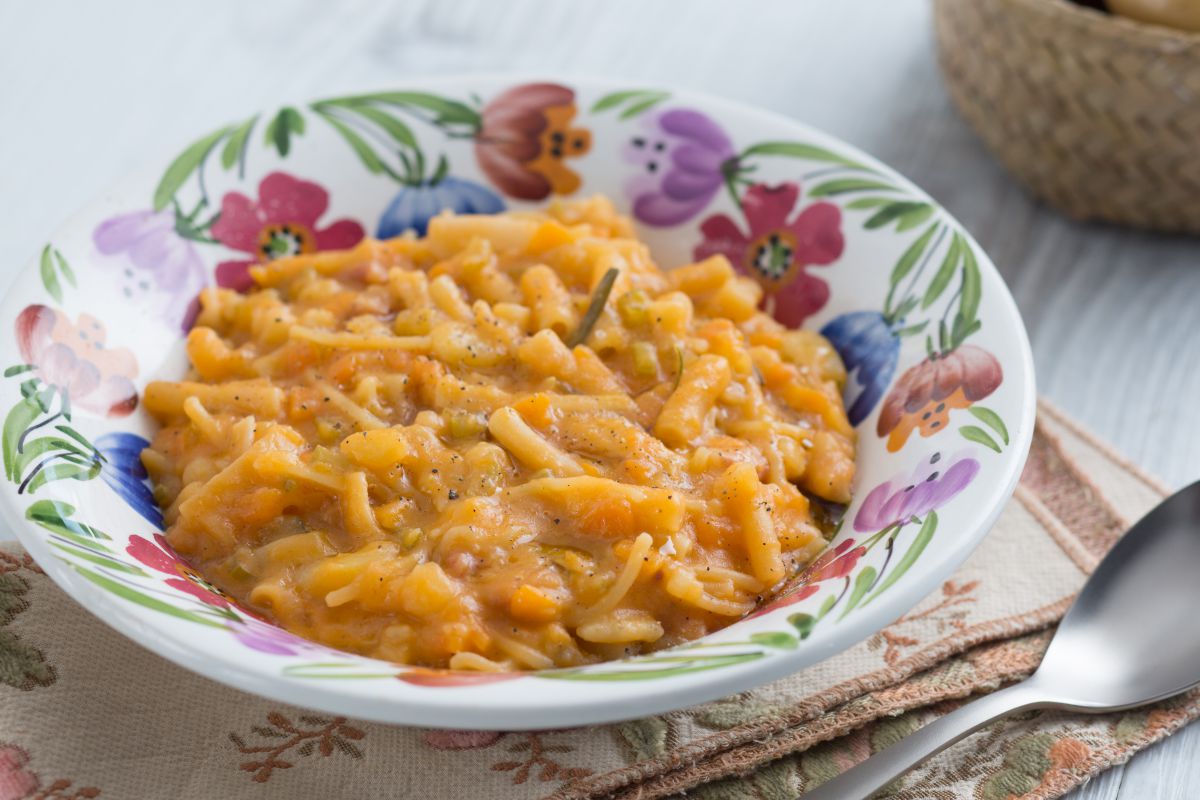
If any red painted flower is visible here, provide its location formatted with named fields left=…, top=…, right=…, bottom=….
left=475, top=83, right=592, bottom=200
left=694, top=184, right=845, bottom=327
left=750, top=539, right=866, bottom=618
left=396, top=667, right=524, bottom=686
left=875, top=344, right=1004, bottom=452
left=125, top=534, right=229, bottom=608
left=0, top=745, right=38, bottom=800
left=16, top=306, right=138, bottom=416
left=212, top=173, right=365, bottom=291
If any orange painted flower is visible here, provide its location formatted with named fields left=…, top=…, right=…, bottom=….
left=475, top=83, right=592, bottom=200
left=875, top=344, right=1004, bottom=452
left=16, top=305, right=138, bottom=416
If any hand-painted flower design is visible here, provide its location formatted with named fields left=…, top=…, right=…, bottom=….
left=376, top=175, right=504, bottom=239
left=16, top=305, right=138, bottom=416
left=91, top=211, right=208, bottom=331
left=750, top=539, right=866, bottom=618
left=854, top=452, right=979, bottom=533
left=475, top=83, right=592, bottom=200
left=125, top=534, right=229, bottom=608
left=396, top=667, right=526, bottom=687
left=425, top=730, right=504, bottom=750
left=0, top=744, right=42, bottom=800
left=821, top=311, right=900, bottom=425
left=875, top=344, right=1004, bottom=452
left=211, top=173, right=365, bottom=291
left=226, top=616, right=335, bottom=656
left=624, top=108, right=736, bottom=228
left=694, top=184, right=845, bottom=327
left=94, top=432, right=162, bottom=529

## WORK INSTRUCTIONS:
Lay out the records above as a two-column CSV with the headers text and answer. Give one row for each text line and the answer that follows it, with each value in a single quoted field and line breaks replaced by spaces. Include all the records and leave the pictures out.

## ANSWER TO THIS PROBLEM:
text,answer
"If any red painted flower is visible here, provide its location formatted with named fields left=…, top=…, right=…, bottom=….","left=475, top=83, right=592, bottom=200 left=694, top=184, right=845, bottom=327 left=750, top=539, right=866, bottom=618 left=396, top=667, right=524, bottom=686 left=875, top=344, right=1004, bottom=452 left=125, top=534, right=229, bottom=608 left=0, top=745, right=38, bottom=800 left=16, top=306, right=138, bottom=416 left=212, top=173, right=365, bottom=291"
"If any orange painted flower is visible here, provide its location formatted with named fields left=…, top=…, right=…, bottom=….","left=475, top=83, right=592, bottom=200 left=875, top=344, right=1004, bottom=452 left=16, top=305, right=138, bottom=416"
"If any hand-painted flower design is visible here, provide its location formatted with named fields left=…, top=…, right=…, bottom=….","left=376, top=175, right=504, bottom=239 left=16, top=305, right=138, bottom=416 left=91, top=211, right=208, bottom=331 left=750, top=539, right=866, bottom=618 left=854, top=452, right=979, bottom=533 left=475, top=83, right=592, bottom=200 left=125, top=534, right=229, bottom=608 left=396, top=667, right=526, bottom=687 left=425, top=730, right=504, bottom=750 left=0, top=744, right=42, bottom=800 left=821, top=311, right=900, bottom=425 left=875, top=344, right=1004, bottom=452 left=211, top=173, right=365, bottom=291 left=226, top=616, right=335, bottom=656 left=624, top=108, right=736, bottom=228 left=694, top=184, right=845, bottom=327 left=94, top=432, right=162, bottom=529"